Using the information.
[A] Answer each question from the article about Spoon's Type One workshop:
(i) How many subscribers does the JDM Masters channel have?
(ii) Who founded Spoon Sports?
(iii) At what mark in the video can Ichishima-san's helmet be seen?
[B] List every person named in the article about Spoon's Type One workshop.

Passage provided.

:::

After a year (and counting) of being in a pandemic, the dream of international travel is finally returning. With that, I’m noticing myself binging on content from overseas, specifically obscure museum and shop tours from Japan. Though Japan is renowned for its rich culture, I’m the idiot who wants to go to Nagoya and tour the Daihatsu factory. But this video about Spoon’s Type One workshop in Tokyo added another stop on my future trip. If you’re into Hondas too, you’re going to want to see this immediately.
JDM Masters on YouTube is one of the few channels that does Japan-exclusive car content and makes it work well, with a healthy 172,000 subscribers and a deep library of videos. The host K. Bradford (I still can’t find his first name!) has the enviable ability to speak Japanese, which helps him form a finer mesh with the culture of tuning and racing in Japan.
Spoon Sports needs no introduction to most. It’s a legendary Honda tuning shop that works on a near OEM level with Honda tuning, preferring to work with Honda’s actual tier one and tier two suppliers for their parts, specifically engine building stuff. Founded by a legend in equal rights, Tatsuru Ichishima, Spoon was born to build racing Hondas to compete in various touring and GT serieses in Japan and abroad.
We all know the iconic blue and yellow livery. It’s one of the world’s preeminent tuners with branches across the world, including one here in the United States that built a center-seat eight-generation turbo Civic to compete in time attack, as well as campaigning a CR-Z in the 25 Hours of Thunderhill. Oh, and it build that extremely cool Honda Accord Euro-R, known as an Acura TSX to us Americans.
Type One is actually Spoon’s workshop where you can get your own Honda serviced for similar rates to a dealership, with arguably greater expertise. It also acts as a pseudo-museum for the brand and offers hospitality to fans across the world. They even have a full wall where visitors can sign their name and take a polaroid to pin up on the wall, which is just fantastic. Anecdotally, I’ve heard stories of fans coming after hours and being let in by the staff, another sign of the dedication and passion that Spoon has for its fans and a true love for the cars.
Let Mr. Bradford guide you through the incredibly cool shop, and even catch a glimpse of Ichishima-san picking up parts on his moped, which is cool. It gets even cooler when you see that his helmet is an open-faced Arai that matches the paint scheme of his real Arai GP helmet that looks kind of inspired by Mika Häkkinen’s Formula One design. Catch that the 08:50 mark in the video above!

:::

Dataset content.
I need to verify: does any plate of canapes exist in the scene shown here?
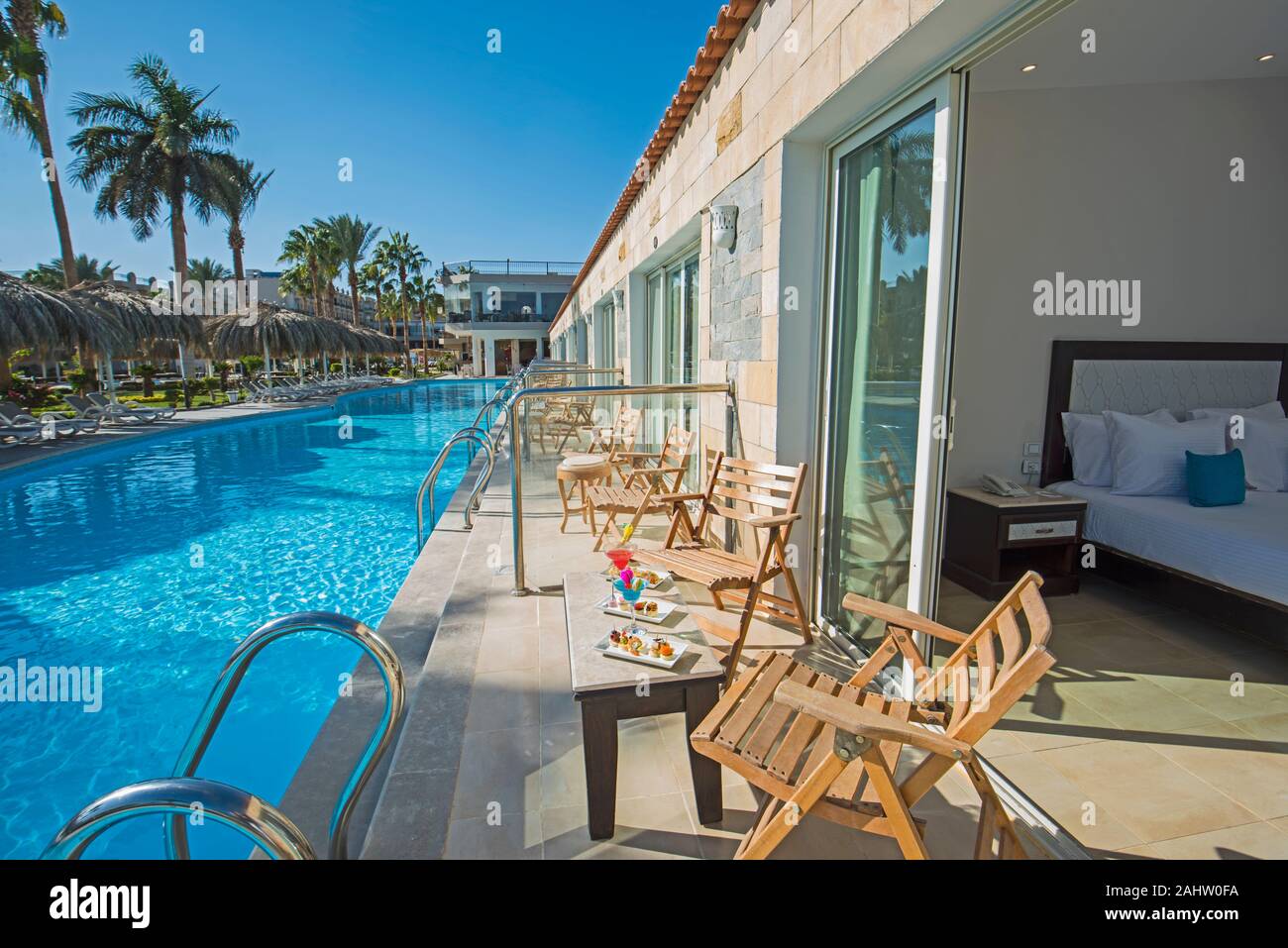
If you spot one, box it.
[595,629,688,669]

:::

Answers to this exercise.
[A]
(i) 172,000
(ii) Tatsuru Ichishima
(iii) 08:50

[B]
K. Bradford
Tatsuru Ichishima
Mika Häkkinen